> **Task to carry out**:
In the passage below about Gödel's theorems and the Church-Turing thesis, shorten the paragraph that begins "I am not sure about the claims" while keeping its main points.
==== Passage provided ====
It took a while for me to get to this. The formula f_k(k) = f(k)+1 and g
such that you get 0 = 1 appears to be the contradiction one gets with the
enumeration of all Gödel numbers. This illustrates in Gödel's first theorem
that no axiomatic system can determine its consistency.
I am not sure about the claims with respect to the ontology of mathematics.
Gödel made statements about how his theorems indicated there is an
objective reality to mathematics. I do not disagree with mathematics as
objective, but on the other hand I am not sure this is a clear
demonstration of that. The objective or epistemological nature of
mathematics is something we endlessly debate.
LC
On Saturday, May 30, 2020 at 11:26:08 AM UTC-5, Bruno Marchal wrote:
>
> Hi Philip, Hi Bruce, and possible others,
>
> If I remind well, you have defended the idea that mathematics is a
> language, and that there is no mathematical reality others that convention
> of language.
>
> In my opinion, this does not make sense, even without the Church-Turing
> thesis. But I realise that with the Church-Thesis, it is easy to understand
> that the mathematical reality kicks back in a way enforcing some amount of
> realism. It helps also to understand that in computer science, there are
> many theorems which are “machine independent” (to use the computer science
> terminology), and this means that the results concerns all programming
> language. That gives examples of general truth which are independent of the
> formalism and language used to express them.
>
> The reason is fundamental, and shows how much incompleteness by itself is
> an example where the mathematical, even the arithmetical, reality kicks
> back: quite a lot!
>
> I very often present the reasoning which follows. Sometimes my motivation
> for it is more limited, to “just” show that the Church-Turing thesis (CT)
> is …a thesis, to oppose those who sometimes defend the idea that CT is only
> a definition (of what is computable).
>
> Indeed, incompleteness is a direct consequence of CT.
>
> I need you to accept that not set S can have a subset SS with more element
> that itself. SS included in S implies that the cardinality of SS is smaller
> or equal than the cardinality of S. This is obvious, but with infinite set,
> we have to be careful. I will not prove this, and refer you to
> cantor-Bernstein Theorem, from which it follows “easily”.
> So, in particular, a subset of an enumerable set cannot be a non
> enumerable set. OK? I define a set S to be enumerable if it exists a
> bijection between S and N (N = the set of natural numbers).
>
> CT is the thesis that a function f from N to N is computable iff f is
> computable by an expression in their language (claimed to be universal:
> they both agree and have proven that their language are equivalent.
>
> *Theorem: CT entails Incompleteness*
>
> I need a lemma.
>
> Lemma: The set of finite words build on a finite alphabet is enumerable.
>
> Indeed, take a finite alphabet, like {a, b}, you can enumerate the set of
> all finite words by enumerating them simply by their length, and generate
> alphabetically the words which have the same length. On the alphabet {a,
> b}, you get in this way the bijection
>
> 0 ———————————— a
> 1 ———————————— b
> 2 ———————————— aa
> 3 ———————————— ab
> 4 ———————————— ba
> 5 ———————————— bb
> 6 ———————————— aaa
> 7 ———————————— aab
> …
>
> The same idea works for any finite set (alphabet), like a …z, aa, ab, …
> zz, aaa, aab, ...
==== Data shown ====
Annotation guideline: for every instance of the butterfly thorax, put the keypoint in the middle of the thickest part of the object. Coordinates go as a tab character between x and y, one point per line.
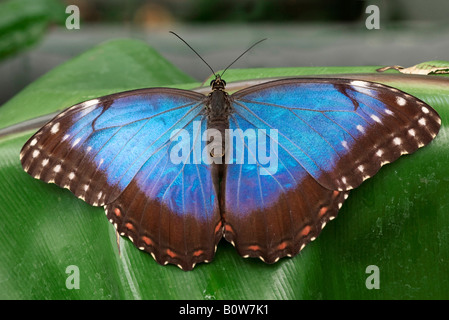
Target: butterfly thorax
218	108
====
> **Result of the exercise**:
The writer doubts the claims about the ontology of mathematics. Gödel said his theorems pointed to an objective mathematical reality. The writer accepts that mathematics is objective but is unsure the theorems clearly show it, and notes that mathematics' objective or epistemological nature is endlessly debated.